## [EXERCISE DIRECTIONS]
Restate word for word all of the lines below, with each image left out.

Dataset entries
○ ○ ○ ○

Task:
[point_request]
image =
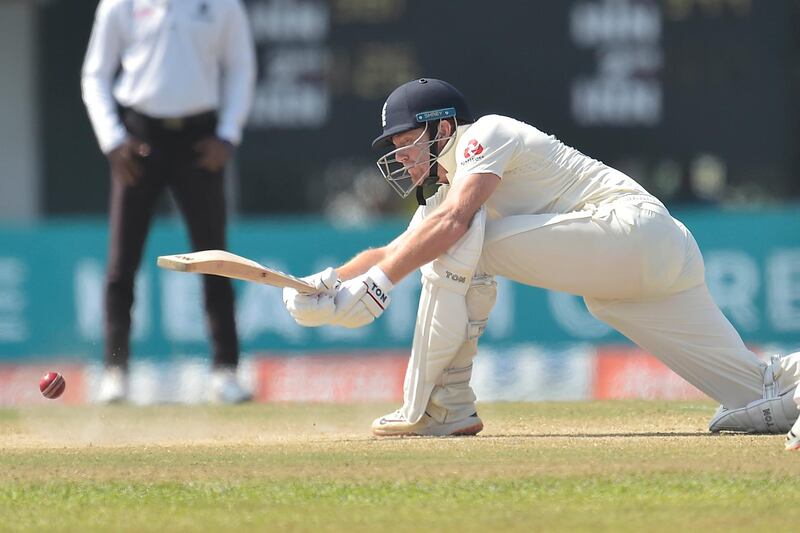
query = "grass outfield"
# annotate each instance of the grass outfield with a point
(603, 466)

○ ○ ○ ○

## [ANSWER SPACE]
Task:
[point_request]
image =
query = "grass outfield"
# annotate each instance of the grass outfield with a point
(603, 466)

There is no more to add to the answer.